Поставленная задача — Выведите строки всех записей нумерованным списком без пустых строк. Изображения в ответ не включайте.

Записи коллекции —
┄┄┄┄┄┄┄┄┄┄┄┄┄┄┄┄┄┄┄┄
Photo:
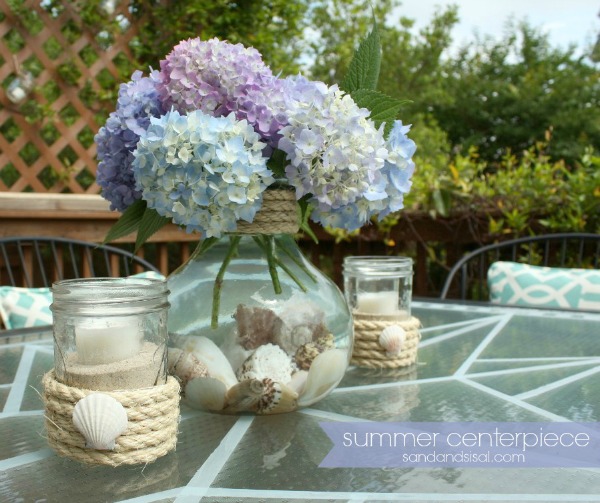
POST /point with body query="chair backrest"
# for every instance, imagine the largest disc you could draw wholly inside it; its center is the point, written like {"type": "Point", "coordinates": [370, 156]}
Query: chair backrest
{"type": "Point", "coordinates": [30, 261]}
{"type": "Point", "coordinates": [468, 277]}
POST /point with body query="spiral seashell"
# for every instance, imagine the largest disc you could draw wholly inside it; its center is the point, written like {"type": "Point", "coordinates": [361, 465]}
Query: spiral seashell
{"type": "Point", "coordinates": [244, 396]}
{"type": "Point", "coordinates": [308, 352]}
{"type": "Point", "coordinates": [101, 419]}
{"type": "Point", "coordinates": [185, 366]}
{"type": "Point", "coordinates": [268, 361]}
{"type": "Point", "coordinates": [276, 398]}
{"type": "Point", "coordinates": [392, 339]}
┄┄┄┄┄┄┄┄┄┄┄┄┄┄┄┄┄┄┄┄
Письменный ответ —
1. Photo:
2. POST /point with body query="chair backrest"
3. # for every instance, imagine the largest disc you could draw wholly inside it; its center is the point, written like {"type": "Point", "coordinates": [370, 156]}
4. Query: chair backrest
5. {"type": "Point", "coordinates": [30, 261]}
6. {"type": "Point", "coordinates": [468, 277]}
7. POST /point with body query="spiral seashell"
8. # for every instance, imagine the largest disc you could draw wholly inside it; its center is the point, written like {"type": "Point", "coordinates": [361, 465]}
9. Query: spiral seashell
10. {"type": "Point", "coordinates": [244, 396]}
11. {"type": "Point", "coordinates": [308, 352]}
12. {"type": "Point", "coordinates": [101, 419]}
13. {"type": "Point", "coordinates": [185, 366]}
14. {"type": "Point", "coordinates": [268, 361]}
15. {"type": "Point", "coordinates": [276, 398]}
16. {"type": "Point", "coordinates": [392, 339]}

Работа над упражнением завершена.